### Task instructions
1. Answer the following questions using the article on smartphone use.
(a) How many people did the 2013 Digital Publishing Report survey, and what was their age range?
(b) According to the Email Marketing Census, what percentage of businesses have no strategy in place for mobile optimisation?
(c) What percentage of respondents said they shop on a tablet?
2. From the article on smartphone use, extract the passage beginning with "Adobe’s report found" up to and including "making a purchase.".
3. Translate this sentence from the article on smartphone use into French: "Browsing products and comparing prices are the most popular activities on both devices, but tablet users are twice as likely to make a purchase."
#### Text passage ####
Smartphone owners are more likely to use their device for email than for making phone calls, according to new research by Adobe.

The 2013 Digital Publishing Report, which surveyed 1,003 18-54 year olds, found that 79% of smartphone owners use their device for email compared to 78% who use it for making phone calls.

This serves to further underline the importance of optimising email campaigns for smartphones. 

We’ve previously reported on data which shows that up to a third of emails are opened on mobile devices, yet data included in our Email Marketing Census reveals that 39% of businesses have no strategy in place for mobile optimisation and a further 37% said their strategy was ‘basic’.

Adobe’s report found that Facebook is the third most popular smartphone activity (58%), followed by listening to music (52%) and playing games (48%).

Interestingly, just one in five respondents (20%) said they use their device for shopping, however this rises to 44% on tablet.

The report also offers an interesting comparison of the most common shopping activities carried out on smartphone and tablet.

Browsing products and comparing prices are the most popular activities on both devices, but tablet users are twice as likely to make a purchase.

In contrast, smartphone shoppers tend to use their device for researching product information rather than actually making a purchase.

We’ve previously highlighted research which shows that security concerns, screen size and connectivity are the main barriers to shopping on smartphone, and unfortunately retailers are restricted in what they can do to overcome these problems.
#### Supplied information ####
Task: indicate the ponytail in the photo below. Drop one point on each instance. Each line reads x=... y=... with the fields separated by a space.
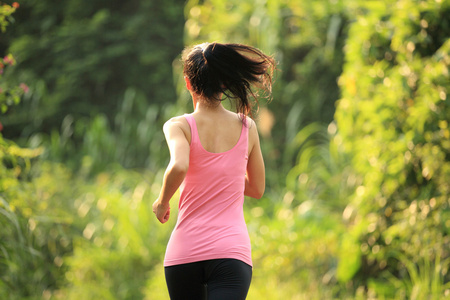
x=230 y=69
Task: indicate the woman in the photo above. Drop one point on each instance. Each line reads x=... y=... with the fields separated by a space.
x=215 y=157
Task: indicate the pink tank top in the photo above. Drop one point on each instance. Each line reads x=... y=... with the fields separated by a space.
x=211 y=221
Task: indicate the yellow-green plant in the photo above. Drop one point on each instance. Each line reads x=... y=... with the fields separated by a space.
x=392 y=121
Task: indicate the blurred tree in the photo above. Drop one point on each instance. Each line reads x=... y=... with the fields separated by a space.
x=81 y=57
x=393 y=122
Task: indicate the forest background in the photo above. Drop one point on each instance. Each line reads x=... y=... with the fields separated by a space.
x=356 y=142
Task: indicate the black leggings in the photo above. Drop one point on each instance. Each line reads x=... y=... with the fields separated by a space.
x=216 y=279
####
#### Supplied information ####
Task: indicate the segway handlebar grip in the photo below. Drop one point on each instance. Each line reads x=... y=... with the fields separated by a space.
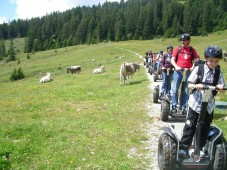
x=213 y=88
####
### Outputs by task
1.
(a) 1,003 people aged 18 to 54.
(b) 39%.
(c) 44%.

2.
Adobe’s report found that Facebook is the third most popular smartphone activity (58%), followed by listening to music (52%) and playing games (48%).

Interestingly, just one in five respondents (20%) said they use their device for shopping, however this rises to 44% on tablet.

The report also offers an interesting comparison of the most common shopping activities carried out on smartphone and tablet.

Browsing products and comparing prices are the most popular activities on both devices, but tablet users are twice as likely to make a purchase.

In contrast, smartphone shoppers tend to use their device for researching product information rather than actually making a purchase.

3. La consultation de produits et la comparaison des prix sont les activités les plus populaires sur les deux appareils, mais les utilisateurs de tablettes sont deux fois plus susceptibles d'effectuer un achat.